WHAT TO DO
Return all of the data exactly as given.

########

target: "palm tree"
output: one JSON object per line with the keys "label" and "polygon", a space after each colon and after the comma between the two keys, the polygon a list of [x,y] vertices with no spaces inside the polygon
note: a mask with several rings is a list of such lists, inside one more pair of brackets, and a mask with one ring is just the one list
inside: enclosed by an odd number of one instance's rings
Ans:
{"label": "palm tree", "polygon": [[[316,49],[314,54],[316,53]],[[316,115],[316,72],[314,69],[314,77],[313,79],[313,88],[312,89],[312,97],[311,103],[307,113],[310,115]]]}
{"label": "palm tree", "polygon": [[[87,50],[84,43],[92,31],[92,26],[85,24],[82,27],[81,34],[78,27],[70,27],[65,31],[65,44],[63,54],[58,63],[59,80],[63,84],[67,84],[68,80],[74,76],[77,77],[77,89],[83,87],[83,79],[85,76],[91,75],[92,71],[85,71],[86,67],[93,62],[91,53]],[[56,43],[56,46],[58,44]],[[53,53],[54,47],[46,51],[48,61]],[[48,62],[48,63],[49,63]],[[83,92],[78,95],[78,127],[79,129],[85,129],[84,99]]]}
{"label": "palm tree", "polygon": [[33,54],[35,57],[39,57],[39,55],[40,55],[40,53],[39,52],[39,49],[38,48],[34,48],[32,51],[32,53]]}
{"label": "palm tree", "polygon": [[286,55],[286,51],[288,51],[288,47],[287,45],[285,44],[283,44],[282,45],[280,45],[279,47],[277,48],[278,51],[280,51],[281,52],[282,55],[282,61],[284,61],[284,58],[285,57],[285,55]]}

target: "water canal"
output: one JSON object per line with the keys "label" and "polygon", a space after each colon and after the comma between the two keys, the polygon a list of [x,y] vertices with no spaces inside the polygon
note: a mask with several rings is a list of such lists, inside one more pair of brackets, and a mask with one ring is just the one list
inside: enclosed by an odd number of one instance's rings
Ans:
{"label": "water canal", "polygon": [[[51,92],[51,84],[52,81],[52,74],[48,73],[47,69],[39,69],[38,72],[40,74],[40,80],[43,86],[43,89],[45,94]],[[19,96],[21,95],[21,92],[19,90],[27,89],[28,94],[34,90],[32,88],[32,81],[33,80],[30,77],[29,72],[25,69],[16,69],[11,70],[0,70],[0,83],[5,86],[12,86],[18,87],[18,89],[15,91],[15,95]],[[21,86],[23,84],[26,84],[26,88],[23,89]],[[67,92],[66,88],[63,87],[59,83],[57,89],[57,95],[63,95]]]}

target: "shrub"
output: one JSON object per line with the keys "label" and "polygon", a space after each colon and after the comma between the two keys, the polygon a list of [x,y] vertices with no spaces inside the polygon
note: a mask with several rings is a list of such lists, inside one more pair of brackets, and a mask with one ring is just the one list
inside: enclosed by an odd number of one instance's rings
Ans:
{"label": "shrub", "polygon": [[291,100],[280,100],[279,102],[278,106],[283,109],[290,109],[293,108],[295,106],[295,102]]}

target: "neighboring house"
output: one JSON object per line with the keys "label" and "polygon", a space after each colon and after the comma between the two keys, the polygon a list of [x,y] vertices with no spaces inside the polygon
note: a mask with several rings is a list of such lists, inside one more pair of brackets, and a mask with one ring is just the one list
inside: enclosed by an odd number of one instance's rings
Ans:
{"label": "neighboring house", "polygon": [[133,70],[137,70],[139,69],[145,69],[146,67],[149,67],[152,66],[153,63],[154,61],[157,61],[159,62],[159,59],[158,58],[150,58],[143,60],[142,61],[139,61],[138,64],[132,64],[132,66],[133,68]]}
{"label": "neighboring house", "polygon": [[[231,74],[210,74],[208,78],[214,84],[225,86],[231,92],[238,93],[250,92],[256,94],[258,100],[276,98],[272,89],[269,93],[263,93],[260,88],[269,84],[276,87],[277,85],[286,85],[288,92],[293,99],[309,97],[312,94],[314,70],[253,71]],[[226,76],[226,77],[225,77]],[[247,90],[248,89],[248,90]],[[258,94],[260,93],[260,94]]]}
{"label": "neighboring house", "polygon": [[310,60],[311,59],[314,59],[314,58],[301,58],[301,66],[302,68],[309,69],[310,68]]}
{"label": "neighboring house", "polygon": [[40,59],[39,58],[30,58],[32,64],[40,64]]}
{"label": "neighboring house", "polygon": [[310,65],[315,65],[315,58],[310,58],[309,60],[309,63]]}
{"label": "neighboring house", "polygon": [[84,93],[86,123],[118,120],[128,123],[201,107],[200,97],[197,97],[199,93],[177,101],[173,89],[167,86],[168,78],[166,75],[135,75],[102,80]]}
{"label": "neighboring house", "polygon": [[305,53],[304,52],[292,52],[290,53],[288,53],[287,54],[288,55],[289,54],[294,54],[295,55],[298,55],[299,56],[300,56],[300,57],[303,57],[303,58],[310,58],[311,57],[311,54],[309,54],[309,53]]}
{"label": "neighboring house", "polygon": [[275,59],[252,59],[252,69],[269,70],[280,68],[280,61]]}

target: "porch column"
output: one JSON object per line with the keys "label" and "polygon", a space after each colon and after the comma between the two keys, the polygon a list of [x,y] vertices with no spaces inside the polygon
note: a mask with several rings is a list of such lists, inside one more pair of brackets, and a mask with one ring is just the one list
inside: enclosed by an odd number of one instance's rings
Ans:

########

ANSWER TO THIS TASK
target: "palm tree"
output: one JSON object per line with the keys "label" and "polygon", a space after each colon and after the comma between the two keys, the polygon a list of [x,y] vertices with no spaces inside the polygon
note: a mask with several rings is a list of such lists, inside one more pair of brackets, and a mask with one ring is just the one list
inside: enclosed by an odd number of one instance's rings
Ans:
{"label": "palm tree", "polygon": [[[316,49],[314,54],[316,53]],[[316,115],[316,72],[314,69],[314,77],[313,79],[313,88],[312,89],[312,97],[311,103],[307,113],[310,115]]]}
{"label": "palm tree", "polygon": [[[87,50],[84,43],[92,31],[92,26],[85,24],[82,27],[81,34],[78,27],[70,27],[65,31],[65,44],[63,54],[58,63],[59,80],[63,84],[67,84],[68,80],[74,76],[77,77],[77,89],[83,87],[83,79],[85,76],[91,75],[92,71],[85,71],[86,67],[93,62],[91,53]],[[56,43],[56,46],[58,44]],[[53,53],[54,47],[46,51],[48,61]],[[48,62],[48,63],[49,63]],[[83,92],[78,95],[78,127],[79,129],[85,129],[84,99]]]}
{"label": "palm tree", "polygon": [[33,54],[35,57],[39,57],[39,55],[40,55],[40,53],[39,52],[39,49],[38,48],[34,48],[32,51],[32,53]]}
{"label": "palm tree", "polygon": [[286,55],[286,51],[288,51],[288,47],[287,45],[285,44],[283,44],[282,45],[280,45],[279,47],[277,48],[278,51],[280,51],[281,52],[282,55],[282,61],[284,61],[284,58],[285,57],[285,55]]}

target: "water canal"
output: one JSON object per line with the keys "label" and "polygon", a space after each colon and after the comma between the two keys, the polygon a list of [x,y] vertices with no spaces inside the polygon
note: a mask with several rings is a list of such lists, inside one more pair of brackets, and a mask with one ring is just the one list
inside: enclosed by an odd number of one instance's rings
Ans:
{"label": "water canal", "polygon": [[[51,92],[51,84],[52,81],[52,74],[48,73],[47,69],[39,69],[38,72],[40,74],[40,80],[43,86],[43,89],[45,94]],[[19,96],[21,95],[21,92],[19,90],[27,89],[28,94],[34,90],[32,88],[32,81],[33,80],[30,77],[29,72],[25,69],[16,69],[11,70],[0,70],[0,83],[5,86],[12,86],[18,87],[18,89],[15,91],[15,95]],[[21,86],[23,84],[26,84],[26,88],[23,89]],[[67,92],[66,88],[63,87],[59,83],[57,89],[57,95],[63,95]]]}

target: "shrub"
output: one JSON object per line with the keys "label" and "polygon", a space after each colon and after the comma between the two keys, the polygon a list of [x,y] vertices with no spaces inside the polygon
note: a mask with several rings is a list of such lists, inside one more pair of brackets, and a mask with one ring is just the one list
inside: enclosed by an odd number of one instance's rings
Ans:
{"label": "shrub", "polygon": [[291,100],[280,100],[279,102],[278,106],[283,109],[290,109],[293,108],[295,106],[295,102]]}

target: "neighboring house"
output: one JSON object per line with the keys "label" and "polygon", a space after each colon and after the comma between the two keys, the polygon a list of [x,y] vertices with no spaces inside the polygon
note: a mask with several rings is a list of such lists, inside one more pair of brackets, and a mask with one ring is just the one list
inside: enclosed by an odd number of one instance's rings
Ans:
{"label": "neighboring house", "polygon": [[133,70],[137,70],[139,69],[145,69],[146,67],[149,67],[152,66],[153,63],[154,61],[157,61],[159,62],[159,59],[158,58],[150,58],[143,60],[142,61],[139,61],[138,64],[132,64],[132,66],[133,68]]}
{"label": "neighboring house", "polygon": [[[231,74],[210,74],[208,78],[214,84],[225,86],[231,92],[238,93],[250,92],[256,94],[258,100],[276,98],[272,89],[269,93],[263,93],[260,88],[269,84],[276,87],[277,85],[286,85],[288,92],[293,99],[309,97],[312,94],[314,70],[253,71]],[[226,76],[226,77],[225,77]],[[247,90],[248,89],[248,90]],[[258,94],[260,93],[260,94]]]}
{"label": "neighboring house", "polygon": [[310,60],[311,59],[314,59],[314,58],[301,58],[301,66],[302,68],[309,69],[310,68]]}
{"label": "neighboring house", "polygon": [[40,59],[39,58],[30,58],[32,64],[40,64]]}
{"label": "neighboring house", "polygon": [[310,65],[315,65],[315,58],[310,58],[309,60],[309,63]]}
{"label": "neighboring house", "polygon": [[84,93],[86,123],[118,120],[128,123],[201,107],[200,97],[197,97],[199,93],[177,101],[173,89],[167,86],[168,78],[166,75],[135,75],[102,80]]}
{"label": "neighboring house", "polygon": [[305,53],[304,52],[292,52],[290,53],[288,53],[287,54],[288,55],[289,54],[294,54],[295,55],[298,55],[299,56],[300,56],[300,57],[303,57],[303,58],[310,58],[311,57],[311,54],[309,54],[309,53]]}
{"label": "neighboring house", "polygon": [[275,59],[252,59],[252,69],[269,70],[280,68],[280,61]]}

target: "porch column"
output: one JSON object per line with the keys "label" and "polygon", a space after each colon and after the comma between the two keys, the polygon a list of [x,y] vertices with no spaces inside the polygon
note: a mask with several rings is a list of such lists, inside one more pair of brackets, and a mask with one ring is just the one list
inside: enclosed by an odd number of one instance's rings
Ans:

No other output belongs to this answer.